— EXERCISE DIRECTIONS —
Return every line of the data below that contains the word "gray". Copy each such line as it appears.

-- start INFORMATION SUPPLIED --

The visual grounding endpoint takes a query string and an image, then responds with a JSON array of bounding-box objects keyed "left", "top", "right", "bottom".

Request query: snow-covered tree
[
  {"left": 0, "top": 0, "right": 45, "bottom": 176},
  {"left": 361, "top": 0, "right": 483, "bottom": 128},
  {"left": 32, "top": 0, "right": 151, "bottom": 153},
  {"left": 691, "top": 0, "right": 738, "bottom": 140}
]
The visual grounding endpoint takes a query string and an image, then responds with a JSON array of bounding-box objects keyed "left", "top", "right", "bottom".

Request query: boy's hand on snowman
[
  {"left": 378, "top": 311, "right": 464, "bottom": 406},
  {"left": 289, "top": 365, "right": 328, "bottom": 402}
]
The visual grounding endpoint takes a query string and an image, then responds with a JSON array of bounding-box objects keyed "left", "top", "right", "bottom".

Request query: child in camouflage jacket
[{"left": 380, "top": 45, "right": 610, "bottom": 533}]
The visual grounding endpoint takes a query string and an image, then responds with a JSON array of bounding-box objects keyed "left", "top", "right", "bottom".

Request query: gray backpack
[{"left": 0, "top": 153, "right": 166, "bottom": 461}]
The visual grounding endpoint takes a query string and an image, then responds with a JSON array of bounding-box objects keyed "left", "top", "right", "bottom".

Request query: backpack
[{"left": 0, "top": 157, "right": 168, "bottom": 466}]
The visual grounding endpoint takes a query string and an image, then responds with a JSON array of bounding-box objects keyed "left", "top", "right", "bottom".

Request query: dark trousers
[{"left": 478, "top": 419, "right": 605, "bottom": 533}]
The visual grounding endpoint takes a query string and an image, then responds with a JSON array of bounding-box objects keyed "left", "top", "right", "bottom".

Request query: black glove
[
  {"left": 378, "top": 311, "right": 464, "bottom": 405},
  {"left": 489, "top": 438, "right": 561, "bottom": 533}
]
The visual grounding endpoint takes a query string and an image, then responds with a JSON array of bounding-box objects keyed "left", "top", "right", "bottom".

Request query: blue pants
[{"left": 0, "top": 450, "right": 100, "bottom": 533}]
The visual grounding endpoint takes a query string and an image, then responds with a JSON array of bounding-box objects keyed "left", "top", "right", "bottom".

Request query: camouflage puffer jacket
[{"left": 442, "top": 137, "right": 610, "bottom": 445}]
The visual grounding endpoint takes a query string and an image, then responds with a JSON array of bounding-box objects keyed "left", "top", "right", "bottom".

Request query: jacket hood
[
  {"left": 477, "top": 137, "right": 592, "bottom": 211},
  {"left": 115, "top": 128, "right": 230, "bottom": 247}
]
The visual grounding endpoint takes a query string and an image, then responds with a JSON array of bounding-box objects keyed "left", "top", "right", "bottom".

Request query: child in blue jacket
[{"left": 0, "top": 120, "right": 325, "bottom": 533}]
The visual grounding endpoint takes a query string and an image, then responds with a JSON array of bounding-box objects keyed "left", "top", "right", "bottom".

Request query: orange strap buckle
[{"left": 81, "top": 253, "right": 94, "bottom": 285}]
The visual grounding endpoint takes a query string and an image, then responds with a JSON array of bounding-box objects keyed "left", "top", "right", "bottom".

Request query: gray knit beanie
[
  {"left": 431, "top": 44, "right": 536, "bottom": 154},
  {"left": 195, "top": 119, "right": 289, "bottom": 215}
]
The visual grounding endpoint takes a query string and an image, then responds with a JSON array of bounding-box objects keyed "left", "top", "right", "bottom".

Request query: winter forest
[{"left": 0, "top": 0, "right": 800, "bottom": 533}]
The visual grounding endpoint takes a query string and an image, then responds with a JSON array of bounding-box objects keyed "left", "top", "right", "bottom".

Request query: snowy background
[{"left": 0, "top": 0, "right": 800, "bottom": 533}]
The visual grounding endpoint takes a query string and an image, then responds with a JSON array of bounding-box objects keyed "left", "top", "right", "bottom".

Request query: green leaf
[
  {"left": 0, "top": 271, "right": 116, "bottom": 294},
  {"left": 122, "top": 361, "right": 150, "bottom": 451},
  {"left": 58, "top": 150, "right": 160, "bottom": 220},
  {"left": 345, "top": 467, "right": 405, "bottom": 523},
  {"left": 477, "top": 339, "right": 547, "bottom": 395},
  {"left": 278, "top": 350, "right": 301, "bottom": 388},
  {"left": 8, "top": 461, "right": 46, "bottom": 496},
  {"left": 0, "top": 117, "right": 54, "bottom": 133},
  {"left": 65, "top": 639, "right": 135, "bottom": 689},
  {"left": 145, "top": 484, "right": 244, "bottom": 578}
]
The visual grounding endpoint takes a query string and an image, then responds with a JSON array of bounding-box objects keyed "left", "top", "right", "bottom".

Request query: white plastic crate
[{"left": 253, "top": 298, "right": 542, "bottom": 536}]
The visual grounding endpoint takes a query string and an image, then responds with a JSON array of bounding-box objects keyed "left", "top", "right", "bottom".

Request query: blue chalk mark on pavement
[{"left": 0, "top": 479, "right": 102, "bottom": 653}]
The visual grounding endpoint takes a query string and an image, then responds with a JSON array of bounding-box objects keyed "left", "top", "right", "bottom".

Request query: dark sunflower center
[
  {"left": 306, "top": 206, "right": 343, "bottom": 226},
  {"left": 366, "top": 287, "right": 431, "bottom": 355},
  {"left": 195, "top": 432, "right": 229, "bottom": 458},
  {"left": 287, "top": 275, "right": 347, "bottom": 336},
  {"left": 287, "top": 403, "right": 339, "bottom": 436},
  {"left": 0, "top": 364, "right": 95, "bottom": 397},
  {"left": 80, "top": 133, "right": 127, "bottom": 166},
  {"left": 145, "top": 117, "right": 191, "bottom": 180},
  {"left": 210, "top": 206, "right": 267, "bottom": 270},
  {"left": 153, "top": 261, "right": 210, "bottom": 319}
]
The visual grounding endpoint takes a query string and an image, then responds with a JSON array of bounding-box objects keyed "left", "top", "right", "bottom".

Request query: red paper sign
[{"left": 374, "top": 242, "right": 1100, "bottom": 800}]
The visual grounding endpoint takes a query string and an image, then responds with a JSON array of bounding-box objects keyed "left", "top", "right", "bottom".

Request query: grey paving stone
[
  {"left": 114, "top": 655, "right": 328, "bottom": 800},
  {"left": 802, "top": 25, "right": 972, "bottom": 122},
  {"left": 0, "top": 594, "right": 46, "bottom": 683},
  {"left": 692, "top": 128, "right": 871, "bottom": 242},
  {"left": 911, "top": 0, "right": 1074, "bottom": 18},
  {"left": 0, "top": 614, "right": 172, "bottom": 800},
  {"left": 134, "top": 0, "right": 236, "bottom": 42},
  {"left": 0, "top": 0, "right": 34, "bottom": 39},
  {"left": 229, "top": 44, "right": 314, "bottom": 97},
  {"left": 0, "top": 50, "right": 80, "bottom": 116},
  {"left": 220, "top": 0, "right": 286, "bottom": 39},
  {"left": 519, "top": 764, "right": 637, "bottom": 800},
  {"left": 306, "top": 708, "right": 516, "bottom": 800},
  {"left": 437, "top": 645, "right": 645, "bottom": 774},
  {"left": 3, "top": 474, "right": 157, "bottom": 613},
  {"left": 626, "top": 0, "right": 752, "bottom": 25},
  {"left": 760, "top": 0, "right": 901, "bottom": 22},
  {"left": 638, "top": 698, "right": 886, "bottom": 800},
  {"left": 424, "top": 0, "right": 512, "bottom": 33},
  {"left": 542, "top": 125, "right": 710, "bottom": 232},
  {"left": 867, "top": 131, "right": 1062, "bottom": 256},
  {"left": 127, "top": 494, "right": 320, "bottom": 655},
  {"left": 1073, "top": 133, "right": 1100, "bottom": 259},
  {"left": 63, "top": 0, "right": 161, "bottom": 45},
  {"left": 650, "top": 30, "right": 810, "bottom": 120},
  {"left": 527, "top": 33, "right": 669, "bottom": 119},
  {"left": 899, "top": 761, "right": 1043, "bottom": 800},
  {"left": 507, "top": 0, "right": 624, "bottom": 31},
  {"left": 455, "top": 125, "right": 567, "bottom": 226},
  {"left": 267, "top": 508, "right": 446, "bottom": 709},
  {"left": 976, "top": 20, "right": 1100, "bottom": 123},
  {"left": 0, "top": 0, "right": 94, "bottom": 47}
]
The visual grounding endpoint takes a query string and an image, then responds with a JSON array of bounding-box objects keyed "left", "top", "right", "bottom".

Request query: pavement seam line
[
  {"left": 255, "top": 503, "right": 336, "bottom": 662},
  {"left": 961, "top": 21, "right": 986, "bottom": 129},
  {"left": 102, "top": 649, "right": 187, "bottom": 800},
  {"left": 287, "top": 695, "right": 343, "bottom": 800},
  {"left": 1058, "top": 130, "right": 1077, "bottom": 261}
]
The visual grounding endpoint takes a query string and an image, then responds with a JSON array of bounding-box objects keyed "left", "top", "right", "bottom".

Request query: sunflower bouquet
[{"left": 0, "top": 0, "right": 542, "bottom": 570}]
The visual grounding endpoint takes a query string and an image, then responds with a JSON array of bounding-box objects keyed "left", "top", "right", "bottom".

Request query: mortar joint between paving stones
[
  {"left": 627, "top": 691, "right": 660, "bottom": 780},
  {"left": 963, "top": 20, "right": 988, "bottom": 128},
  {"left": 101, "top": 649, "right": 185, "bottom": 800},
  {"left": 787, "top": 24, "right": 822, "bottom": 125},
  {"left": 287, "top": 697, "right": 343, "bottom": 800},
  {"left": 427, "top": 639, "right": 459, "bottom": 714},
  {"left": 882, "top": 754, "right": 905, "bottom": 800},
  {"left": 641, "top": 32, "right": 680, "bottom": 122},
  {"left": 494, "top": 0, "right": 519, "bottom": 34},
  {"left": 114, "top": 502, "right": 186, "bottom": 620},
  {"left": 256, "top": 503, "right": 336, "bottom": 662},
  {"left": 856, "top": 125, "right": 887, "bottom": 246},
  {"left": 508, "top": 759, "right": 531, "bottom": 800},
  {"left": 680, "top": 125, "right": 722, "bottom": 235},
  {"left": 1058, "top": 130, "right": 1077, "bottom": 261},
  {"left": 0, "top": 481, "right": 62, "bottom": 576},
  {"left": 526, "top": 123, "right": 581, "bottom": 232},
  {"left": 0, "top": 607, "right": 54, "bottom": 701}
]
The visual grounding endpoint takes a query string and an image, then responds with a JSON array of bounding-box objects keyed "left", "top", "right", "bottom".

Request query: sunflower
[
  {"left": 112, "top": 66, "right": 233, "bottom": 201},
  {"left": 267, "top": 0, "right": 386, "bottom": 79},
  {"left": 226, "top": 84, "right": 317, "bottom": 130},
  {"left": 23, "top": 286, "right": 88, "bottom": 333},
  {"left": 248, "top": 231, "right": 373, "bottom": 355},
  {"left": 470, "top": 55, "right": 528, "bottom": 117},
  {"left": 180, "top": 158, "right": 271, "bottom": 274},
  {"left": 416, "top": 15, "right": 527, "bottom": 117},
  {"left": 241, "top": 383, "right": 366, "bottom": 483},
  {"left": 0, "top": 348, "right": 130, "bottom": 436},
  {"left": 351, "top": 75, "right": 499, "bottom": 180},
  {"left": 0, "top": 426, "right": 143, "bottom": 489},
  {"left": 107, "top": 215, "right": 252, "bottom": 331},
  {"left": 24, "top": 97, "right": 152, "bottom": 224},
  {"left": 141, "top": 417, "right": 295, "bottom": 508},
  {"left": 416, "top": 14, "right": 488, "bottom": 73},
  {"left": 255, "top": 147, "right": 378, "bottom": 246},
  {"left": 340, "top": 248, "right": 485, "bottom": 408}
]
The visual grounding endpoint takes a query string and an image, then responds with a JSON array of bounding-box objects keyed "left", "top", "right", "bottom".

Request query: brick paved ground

-- end INFORMATION SUPPLIED --

— SOLUTION BELOW —
Request query: gray backpack
Request query: gray knit beanie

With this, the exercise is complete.